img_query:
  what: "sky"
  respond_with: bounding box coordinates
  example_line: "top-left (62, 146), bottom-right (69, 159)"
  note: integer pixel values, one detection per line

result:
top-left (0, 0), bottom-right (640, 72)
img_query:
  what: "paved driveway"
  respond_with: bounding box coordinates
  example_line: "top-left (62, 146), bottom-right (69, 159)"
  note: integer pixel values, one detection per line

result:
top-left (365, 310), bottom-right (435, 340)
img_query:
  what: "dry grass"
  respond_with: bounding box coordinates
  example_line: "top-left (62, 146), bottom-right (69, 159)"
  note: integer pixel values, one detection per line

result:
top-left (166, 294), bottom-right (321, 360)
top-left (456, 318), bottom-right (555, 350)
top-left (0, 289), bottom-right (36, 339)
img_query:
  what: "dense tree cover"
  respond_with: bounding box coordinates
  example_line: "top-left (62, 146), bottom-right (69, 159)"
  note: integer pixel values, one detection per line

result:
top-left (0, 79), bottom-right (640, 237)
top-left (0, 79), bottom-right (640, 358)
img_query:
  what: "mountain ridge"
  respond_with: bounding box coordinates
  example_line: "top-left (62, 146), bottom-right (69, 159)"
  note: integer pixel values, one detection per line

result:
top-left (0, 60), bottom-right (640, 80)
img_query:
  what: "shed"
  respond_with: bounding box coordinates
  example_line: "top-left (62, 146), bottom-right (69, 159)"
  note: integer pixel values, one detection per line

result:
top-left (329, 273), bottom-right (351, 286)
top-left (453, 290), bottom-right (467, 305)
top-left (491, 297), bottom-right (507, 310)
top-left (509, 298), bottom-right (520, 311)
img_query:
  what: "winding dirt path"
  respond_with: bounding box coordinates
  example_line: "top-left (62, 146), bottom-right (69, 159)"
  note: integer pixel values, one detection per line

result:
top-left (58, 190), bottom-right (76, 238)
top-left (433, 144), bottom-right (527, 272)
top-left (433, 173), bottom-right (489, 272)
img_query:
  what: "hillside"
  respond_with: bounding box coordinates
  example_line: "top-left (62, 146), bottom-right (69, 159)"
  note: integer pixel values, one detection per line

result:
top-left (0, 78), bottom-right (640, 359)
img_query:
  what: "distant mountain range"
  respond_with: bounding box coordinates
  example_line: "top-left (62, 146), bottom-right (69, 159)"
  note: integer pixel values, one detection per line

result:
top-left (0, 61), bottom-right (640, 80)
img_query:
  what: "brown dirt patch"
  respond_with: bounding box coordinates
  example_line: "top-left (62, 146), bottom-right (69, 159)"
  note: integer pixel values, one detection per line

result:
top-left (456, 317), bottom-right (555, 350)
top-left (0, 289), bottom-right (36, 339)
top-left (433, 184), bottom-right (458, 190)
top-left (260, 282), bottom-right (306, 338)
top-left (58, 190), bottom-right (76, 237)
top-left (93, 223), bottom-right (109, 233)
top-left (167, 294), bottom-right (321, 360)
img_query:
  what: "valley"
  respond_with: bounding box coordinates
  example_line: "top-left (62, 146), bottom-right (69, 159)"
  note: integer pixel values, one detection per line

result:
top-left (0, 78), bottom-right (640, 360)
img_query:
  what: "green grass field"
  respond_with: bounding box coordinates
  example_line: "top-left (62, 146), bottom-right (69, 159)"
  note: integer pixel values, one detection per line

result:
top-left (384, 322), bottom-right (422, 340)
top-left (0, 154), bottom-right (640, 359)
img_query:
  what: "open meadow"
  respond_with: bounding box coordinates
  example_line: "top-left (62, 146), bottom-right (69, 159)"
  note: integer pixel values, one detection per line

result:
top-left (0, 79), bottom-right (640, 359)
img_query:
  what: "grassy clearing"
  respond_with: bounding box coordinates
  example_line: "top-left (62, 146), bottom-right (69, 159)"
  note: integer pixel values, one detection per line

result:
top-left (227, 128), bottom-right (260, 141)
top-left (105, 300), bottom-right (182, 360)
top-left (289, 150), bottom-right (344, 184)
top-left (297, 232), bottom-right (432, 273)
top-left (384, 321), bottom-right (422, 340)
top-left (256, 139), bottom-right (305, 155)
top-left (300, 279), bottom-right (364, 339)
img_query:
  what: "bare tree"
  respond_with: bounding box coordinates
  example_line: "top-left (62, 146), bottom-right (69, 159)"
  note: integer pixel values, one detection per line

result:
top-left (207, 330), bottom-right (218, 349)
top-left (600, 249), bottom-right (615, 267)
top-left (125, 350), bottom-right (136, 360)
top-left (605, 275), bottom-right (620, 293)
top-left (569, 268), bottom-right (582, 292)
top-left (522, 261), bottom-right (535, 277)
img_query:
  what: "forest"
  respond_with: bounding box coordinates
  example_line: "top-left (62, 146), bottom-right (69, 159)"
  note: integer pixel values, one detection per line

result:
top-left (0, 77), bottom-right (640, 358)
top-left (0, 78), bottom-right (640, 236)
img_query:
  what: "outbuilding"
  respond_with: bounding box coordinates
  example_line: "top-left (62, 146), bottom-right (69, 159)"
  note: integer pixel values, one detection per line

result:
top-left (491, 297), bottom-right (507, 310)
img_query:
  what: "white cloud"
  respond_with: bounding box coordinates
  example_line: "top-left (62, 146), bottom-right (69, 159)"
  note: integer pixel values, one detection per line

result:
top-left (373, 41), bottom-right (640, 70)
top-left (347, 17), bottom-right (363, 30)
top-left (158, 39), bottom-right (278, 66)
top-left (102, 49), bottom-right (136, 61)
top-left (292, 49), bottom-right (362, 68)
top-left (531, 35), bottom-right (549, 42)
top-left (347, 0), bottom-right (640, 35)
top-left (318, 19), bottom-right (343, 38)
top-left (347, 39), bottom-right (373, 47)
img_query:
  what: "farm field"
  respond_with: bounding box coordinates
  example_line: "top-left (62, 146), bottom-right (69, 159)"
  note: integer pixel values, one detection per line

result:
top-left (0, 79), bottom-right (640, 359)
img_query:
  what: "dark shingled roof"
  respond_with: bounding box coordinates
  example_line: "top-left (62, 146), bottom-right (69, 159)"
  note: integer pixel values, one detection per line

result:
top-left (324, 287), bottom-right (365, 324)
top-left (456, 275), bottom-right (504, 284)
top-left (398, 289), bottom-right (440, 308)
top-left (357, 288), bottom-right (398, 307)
++++
• **Requirements**: Reproduce, word for word, the records from their first line through the line containing "top-left (365, 310), bottom-right (435, 340)", with both of those lines included.

• **Output for this task**:
img_query:
  what: "sky"
  respond_with: bounding box coordinates
  example_line: "top-left (62, 146), bottom-right (69, 159)"
  note: integer pixel values, one detection per line

result:
top-left (0, 0), bottom-right (640, 72)
img_query:
  what: "paved driveway"
  respond_with: bounding box coordinates
  example_line: "top-left (62, 146), bottom-right (69, 159)"
  note: integer pixel values, one detection per line

result:
top-left (365, 310), bottom-right (435, 340)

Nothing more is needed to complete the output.